#### SUPPLIED DATA

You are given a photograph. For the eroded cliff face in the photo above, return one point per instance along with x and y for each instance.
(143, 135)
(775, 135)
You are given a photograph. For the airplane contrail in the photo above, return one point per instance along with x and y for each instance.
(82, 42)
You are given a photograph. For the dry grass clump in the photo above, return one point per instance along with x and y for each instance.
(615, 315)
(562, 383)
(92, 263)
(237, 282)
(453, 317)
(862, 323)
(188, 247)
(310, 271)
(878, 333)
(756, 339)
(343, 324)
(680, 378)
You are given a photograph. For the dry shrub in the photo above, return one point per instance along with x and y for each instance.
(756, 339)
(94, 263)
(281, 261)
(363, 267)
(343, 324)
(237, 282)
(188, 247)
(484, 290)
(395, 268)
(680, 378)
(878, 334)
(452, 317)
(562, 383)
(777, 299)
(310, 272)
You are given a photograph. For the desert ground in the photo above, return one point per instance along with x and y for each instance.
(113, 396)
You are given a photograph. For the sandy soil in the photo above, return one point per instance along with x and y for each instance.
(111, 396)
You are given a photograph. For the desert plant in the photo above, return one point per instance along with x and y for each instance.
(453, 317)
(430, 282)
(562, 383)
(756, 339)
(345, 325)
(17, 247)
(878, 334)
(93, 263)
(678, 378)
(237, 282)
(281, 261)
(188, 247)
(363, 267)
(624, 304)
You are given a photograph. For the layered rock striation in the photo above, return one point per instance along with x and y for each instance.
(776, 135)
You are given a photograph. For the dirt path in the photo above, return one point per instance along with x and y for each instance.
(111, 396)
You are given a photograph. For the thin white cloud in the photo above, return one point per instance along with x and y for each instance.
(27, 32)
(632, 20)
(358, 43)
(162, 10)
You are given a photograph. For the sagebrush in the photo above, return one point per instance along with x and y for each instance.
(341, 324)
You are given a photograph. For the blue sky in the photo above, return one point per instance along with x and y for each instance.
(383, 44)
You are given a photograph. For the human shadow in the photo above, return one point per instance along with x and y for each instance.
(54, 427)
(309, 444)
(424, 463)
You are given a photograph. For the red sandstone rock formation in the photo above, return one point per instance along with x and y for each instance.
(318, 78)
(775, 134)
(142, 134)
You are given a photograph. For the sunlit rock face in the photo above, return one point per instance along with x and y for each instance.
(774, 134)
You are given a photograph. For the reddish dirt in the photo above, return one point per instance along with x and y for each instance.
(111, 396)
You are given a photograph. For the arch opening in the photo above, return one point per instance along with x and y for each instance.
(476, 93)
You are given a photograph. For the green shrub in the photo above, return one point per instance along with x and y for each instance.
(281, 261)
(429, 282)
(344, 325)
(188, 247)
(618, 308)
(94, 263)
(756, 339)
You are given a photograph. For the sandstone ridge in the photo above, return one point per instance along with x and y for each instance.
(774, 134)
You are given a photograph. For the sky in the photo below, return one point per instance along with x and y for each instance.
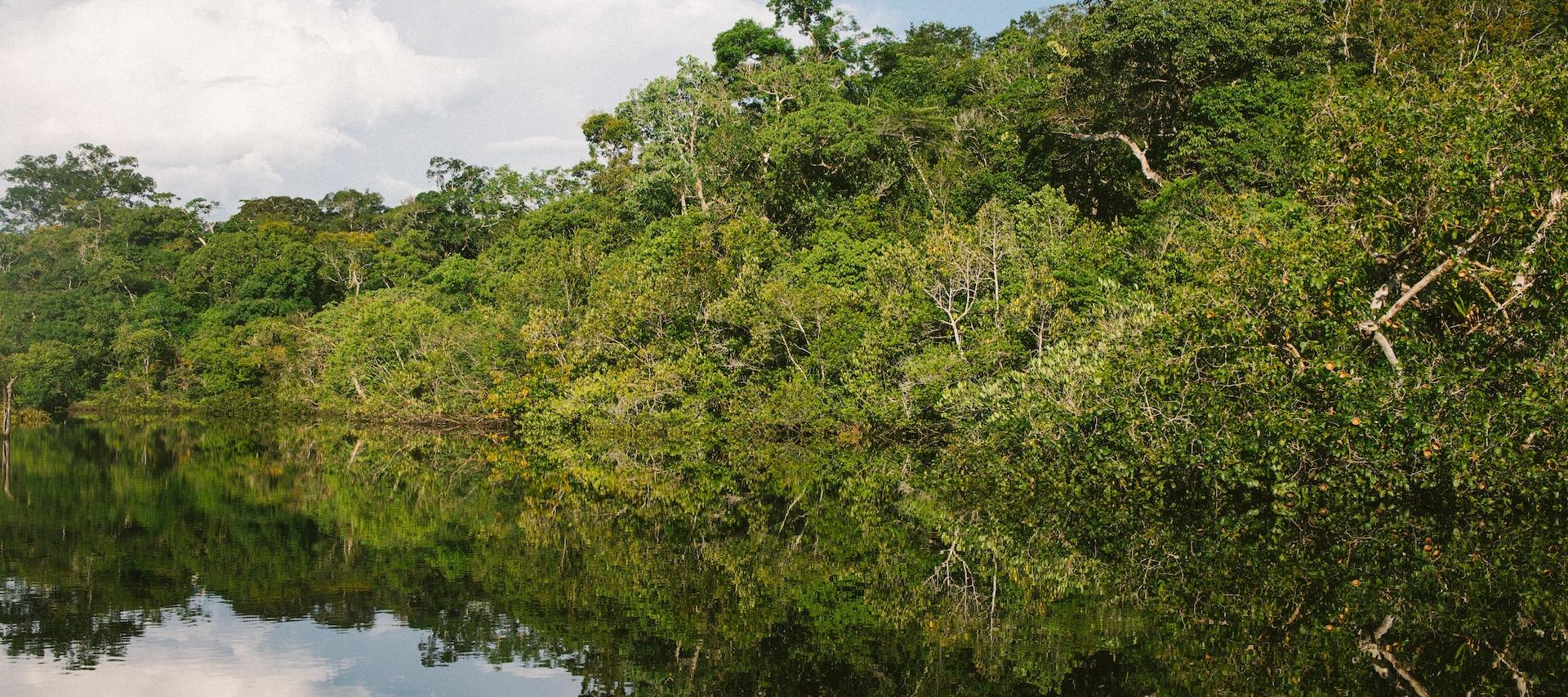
(233, 99)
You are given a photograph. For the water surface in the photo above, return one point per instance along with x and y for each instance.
(325, 559)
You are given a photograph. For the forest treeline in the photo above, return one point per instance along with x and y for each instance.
(1200, 235)
(1155, 284)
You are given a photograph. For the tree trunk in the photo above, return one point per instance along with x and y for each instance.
(1133, 145)
(5, 426)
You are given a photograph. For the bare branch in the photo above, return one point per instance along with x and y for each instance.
(1526, 279)
(1372, 649)
(1133, 145)
(1374, 328)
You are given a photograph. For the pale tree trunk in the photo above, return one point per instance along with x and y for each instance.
(1133, 145)
(5, 424)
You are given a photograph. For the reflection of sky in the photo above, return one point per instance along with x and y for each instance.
(226, 655)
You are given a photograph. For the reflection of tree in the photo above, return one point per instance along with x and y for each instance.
(68, 625)
(768, 569)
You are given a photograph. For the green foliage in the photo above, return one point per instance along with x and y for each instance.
(1321, 313)
(80, 187)
(748, 41)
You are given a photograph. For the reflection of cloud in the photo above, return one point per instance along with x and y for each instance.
(532, 672)
(196, 659)
(220, 655)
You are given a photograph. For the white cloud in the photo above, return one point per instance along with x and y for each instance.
(240, 99)
(212, 95)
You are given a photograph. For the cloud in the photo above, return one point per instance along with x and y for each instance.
(211, 95)
(242, 99)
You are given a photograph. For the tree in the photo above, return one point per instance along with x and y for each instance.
(80, 187)
(353, 209)
(748, 41)
(821, 22)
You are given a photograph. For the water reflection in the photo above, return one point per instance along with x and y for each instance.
(206, 649)
(323, 559)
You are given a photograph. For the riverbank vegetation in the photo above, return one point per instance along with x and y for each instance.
(1186, 264)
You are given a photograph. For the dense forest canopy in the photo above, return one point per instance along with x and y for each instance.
(1263, 259)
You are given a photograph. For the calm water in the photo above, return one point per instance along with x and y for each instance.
(214, 559)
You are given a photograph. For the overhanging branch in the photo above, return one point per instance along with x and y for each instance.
(1133, 145)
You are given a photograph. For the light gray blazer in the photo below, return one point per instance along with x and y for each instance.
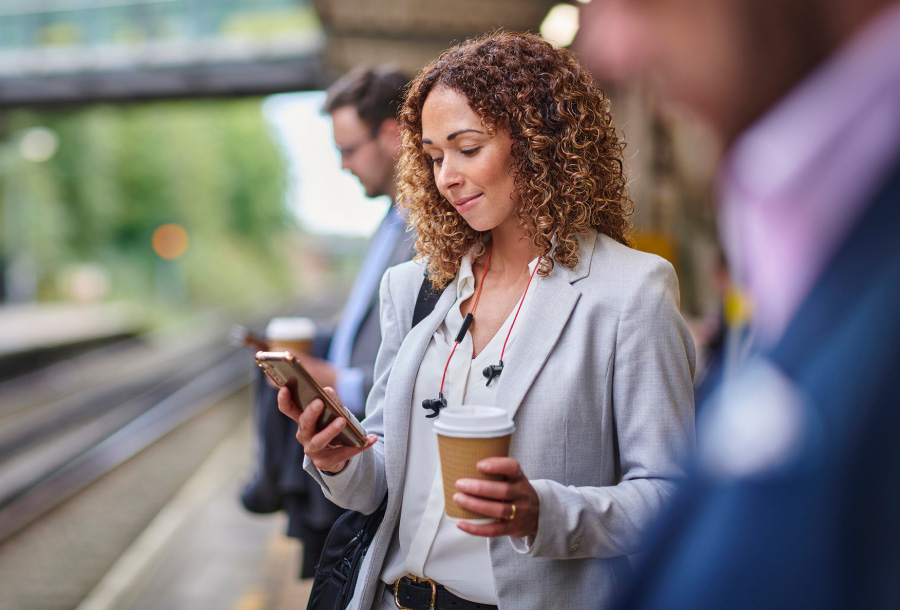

########

• _INSTRUCTIONS FOR THE TASK_
Please arrange the entries from the line containing "You are given a photograph. For the sky" through the line containing "(1374, 328)", both included, as a two-column CSV with the headers text and answer and one row per entry. Put each field in quotes with its line breaks turned into spaces, and leave the pictures out.

• _TASK RESPONSE_
text,answer
"You are given a photograph. For the sky in the photo below, return one point per instance along with x and y for each instance.","(233, 99)"
"You are given a photograph. For the water surface in the photo above, return one point per instance along with x and y for each instance.","(325, 559)"
"You are given a photograph. For the forest treeline in the photo above, return one point per instance along with x and y for each instance.","(1200, 235) (1155, 284)"
"You are given a photograph. For the tree trunk in the photo above, return one point per instance along with x and y for each instance.","(1133, 145) (5, 426)"
"You are given a photograph. For the bare branch in the photo above, return one point per instance along with x and y for each instance.","(1526, 279) (1372, 649) (1133, 145) (1374, 328)"